All of the data goes into your copy exactly as written. Images do not.

[Input material — start]

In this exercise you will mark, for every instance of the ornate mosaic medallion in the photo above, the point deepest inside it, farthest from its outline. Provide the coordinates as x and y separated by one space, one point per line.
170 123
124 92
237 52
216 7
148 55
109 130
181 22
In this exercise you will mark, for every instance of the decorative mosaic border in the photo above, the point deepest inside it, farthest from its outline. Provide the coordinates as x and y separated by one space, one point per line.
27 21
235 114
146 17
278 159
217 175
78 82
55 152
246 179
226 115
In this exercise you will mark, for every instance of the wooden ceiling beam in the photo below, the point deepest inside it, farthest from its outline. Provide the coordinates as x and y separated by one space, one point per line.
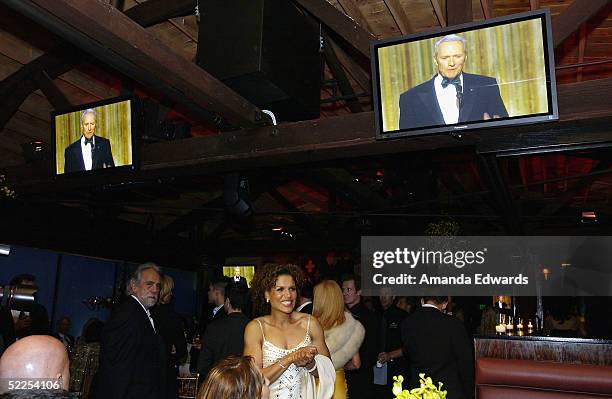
351 9
15 88
354 191
435 4
341 137
53 93
399 16
340 23
352 102
575 15
487 8
112 37
458 12
354 69
153 12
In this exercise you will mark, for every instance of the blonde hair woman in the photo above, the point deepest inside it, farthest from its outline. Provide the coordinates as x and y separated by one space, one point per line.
235 377
343 334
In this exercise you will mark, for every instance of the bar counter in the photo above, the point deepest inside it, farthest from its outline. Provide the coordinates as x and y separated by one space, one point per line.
541 348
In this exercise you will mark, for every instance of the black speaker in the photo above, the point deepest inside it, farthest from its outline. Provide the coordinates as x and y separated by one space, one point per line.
266 50
236 196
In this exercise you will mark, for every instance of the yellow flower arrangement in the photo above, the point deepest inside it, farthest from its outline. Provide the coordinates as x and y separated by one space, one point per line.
427 390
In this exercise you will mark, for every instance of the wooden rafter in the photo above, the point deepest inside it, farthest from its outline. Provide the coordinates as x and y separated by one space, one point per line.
458 12
352 10
357 73
340 23
337 71
400 16
581 48
51 91
575 15
344 183
438 12
15 88
112 37
348 136
487 8
153 12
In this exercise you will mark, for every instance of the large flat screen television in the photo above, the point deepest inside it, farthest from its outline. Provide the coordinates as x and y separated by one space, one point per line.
96 137
496 72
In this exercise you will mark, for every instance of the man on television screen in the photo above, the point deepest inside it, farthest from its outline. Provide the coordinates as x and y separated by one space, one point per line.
90 151
451 96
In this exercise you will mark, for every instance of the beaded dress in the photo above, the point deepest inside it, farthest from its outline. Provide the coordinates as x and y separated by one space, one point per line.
289 384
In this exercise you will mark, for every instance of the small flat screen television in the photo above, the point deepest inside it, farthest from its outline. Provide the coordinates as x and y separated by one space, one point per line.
96 137
496 72
239 273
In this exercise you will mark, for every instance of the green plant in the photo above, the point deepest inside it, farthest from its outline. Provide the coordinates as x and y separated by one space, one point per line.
5 191
427 390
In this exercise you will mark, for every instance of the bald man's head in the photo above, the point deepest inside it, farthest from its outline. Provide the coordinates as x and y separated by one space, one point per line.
36 356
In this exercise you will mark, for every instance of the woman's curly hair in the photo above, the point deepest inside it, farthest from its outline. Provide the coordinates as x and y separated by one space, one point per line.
265 279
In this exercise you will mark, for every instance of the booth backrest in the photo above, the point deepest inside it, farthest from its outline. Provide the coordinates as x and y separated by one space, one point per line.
517 379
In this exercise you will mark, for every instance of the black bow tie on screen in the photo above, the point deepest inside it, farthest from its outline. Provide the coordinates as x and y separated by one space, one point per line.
456 81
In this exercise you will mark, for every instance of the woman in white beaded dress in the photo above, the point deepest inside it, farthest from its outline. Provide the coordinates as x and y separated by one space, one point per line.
288 346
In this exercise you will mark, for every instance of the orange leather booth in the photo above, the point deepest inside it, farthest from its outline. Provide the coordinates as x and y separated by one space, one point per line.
517 379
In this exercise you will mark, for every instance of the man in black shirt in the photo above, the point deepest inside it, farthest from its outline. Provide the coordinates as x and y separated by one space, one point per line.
438 345
360 381
392 340
225 336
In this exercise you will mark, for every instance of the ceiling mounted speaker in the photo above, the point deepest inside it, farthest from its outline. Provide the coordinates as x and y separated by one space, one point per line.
236 196
5 249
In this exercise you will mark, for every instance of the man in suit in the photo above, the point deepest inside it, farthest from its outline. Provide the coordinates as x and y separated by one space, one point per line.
36 321
225 336
89 151
216 299
131 354
360 381
438 345
63 332
238 279
452 96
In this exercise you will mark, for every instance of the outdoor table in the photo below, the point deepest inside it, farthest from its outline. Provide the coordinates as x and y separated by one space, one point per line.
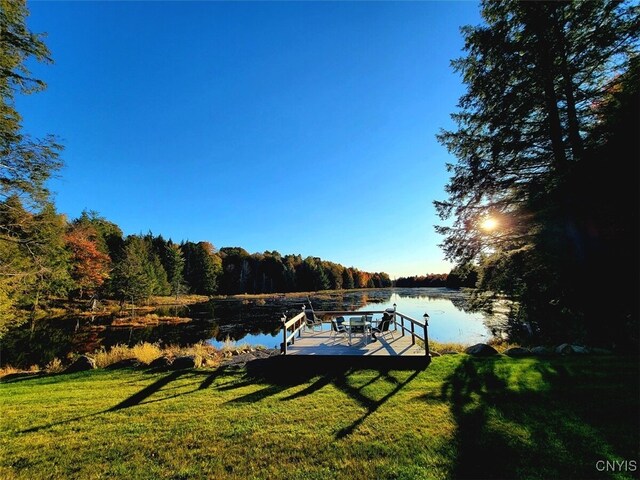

[Input material — finish]

## Exercise solution
In this exercise you will mark, for every instance of the ornate mosaic medallion in the photo above, the point deepest inside it, farthest from its outline. Provide the coordinates as x and y separated by one space, one point per line.
170 123
124 92
237 52
216 7
148 55
109 130
181 22
In this exercise you will mark, for every instance of the decorative mosaic border in the photo above, the point deepest inside it, farthest from its outline. Provide the coordinates as x and y separated by one space, one point per line.
27 21
235 114
146 17
278 159
217 175
78 82
55 152
246 179
226 115
In this exercise you will mark, for every instance of the wooden ceiling beam in the photo below, the point deepest inside it, farthest from its outline. Provide the coordinates as x and y separated by one space, one point per line.
351 9
15 88
354 191
435 4
341 137
53 93
399 16
340 23
352 102
575 15
487 8
112 37
458 12
354 69
153 12
In this exercise you will mark, for every instance of the blonde hair woman in the photo above, the point deepest inside it, farthest from its outline. Provide the coordinates as x and y separated by one space, one point per line.
235 377
343 334
In this exercise you will mark, for every instance of the bar counter in the photo above, the point deepest inside it, farthest from its outline. Provide the coordinates as x and y separated by one space, one point per line.
541 348
In this exercise you will mark, for every instance of the black speaker in the photo above, the point deepest inside it, farthest from its outline. Provide the coordinates as x and y separated by one space, one point per line.
266 50
236 196
In this exercise you will mark, for every instance of the yellow flower arrangement in the photo above, the point deepest inside it, farthest from its outline. Provide the coordinates as x and y separated by one space, one point per line.
427 390
In this exercise you will mark, for every instance of the wooden rafter in the photo above, the point deepest inside it, farthest from its outline. Provide the coordinates as x and y separated by one space, one point per line.
458 12
352 10
357 73
340 23
337 71
400 16
581 48
51 91
575 15
344 183
438 12
15 88
112 37
348 136
487 8
153 12
In this exercise you will mark, for every instance of the large flat screen television in the photo above, the point deepest inside it, farthest from its outline. Provide the coordinates as x and y separated by one space, one point per line.
96 137
496 72
In this exercise you will mark, for every instance of the man on television screen in the photo above, the point deepest inside it, farthest from its outline. Provide the coordinates as x and y separated by one space, one point per line.
90 151
451 96
In this exercise you will mark, for every instance of the beaded dress in the photo above, the point deepest inside it, farthest from its outline. Provide the coordinates as x and y separated by one space, one point per line.
289 384
In this exercise you will mark, for every instance of the small flat screen television in the photo above, the point deepest inside it, farthest from its outline. Provide the coordinates as x and y separated by one space, one point per line.
96 137
496 72
239 273
In this exercise you will mark, for every instance of the green plant in the photo above, the point deepest inside it, farthest from its outline. Provide the coordinates as x and y separated by one space, one point per line.
5 191
427 390
In this exercise you will mark, for every instance of the bald man's head in the photo above, the point deepest inside it, farthest from its outline. Provide the coordinates as x and y separated by one space, one point per line.
36 356
In this exercise you will mark, for every instance of the woman's curly hair in the photo above, the point deepest inside it, farthest from its outline. Provide the coordinates as x and y separated by one space, one point per line.
265 279
In this exercise you will mark, for every instance of the booth backrest in the photo above, the point deepest inside it, farthest from its outline. Provide the coordinates as x and y separated by one space, one point per line.
517 379
In this exercise you will mark, for every instance of the black bow tie on screen in the photo above, the point deepest inside it, farthest from its outline. Provide the coordinates as x and y separated by one space, one point per line.
456 81
In this exercise you will mark, for every instance of the woman in white beaded dress in the photo above, the point deepest inside it, farthest from its outline. Provide the coordinates as x and y separated by one space, one point per line.
288 346
In this exercise you will mark, for every instance of the orange leather booth in the photo above, the point deepest inside it, farthest from its outline. Provide the coordinates as x and y separated by one space, one point per line.
517 379
In this exercise you will mark, for every instance of the man in black shirt in the photo above, the point deepest inside it, farthest from its outline. Provide the coordinates as x and y separated by one space, one point per line.
438 345
360 381
392 340
225 336
In this exercise you will mark, for every instance of the ceiling mounted speaker in the photo above, the point deepest inside it, farthest from its outline. Provide the coordinates as x and y separated by one space, one point per line.
236 196
5 249
In this exercise you will mark, for every instance of the man in suit in the photo above, the point deepest inside it, farthest from its outline. Provide the coordinates as x and y separated by one space, one point per line.
36 321
225 336
89 151
216 299
131 354
360 381
438 345
63 332
238 279
452 96
In this exercise you will mark, for every instance of the outdoor table in the photo below, the point deepest inside it, farthest from its outline. Provide the coordinates as x and y separated by one space, one point per line.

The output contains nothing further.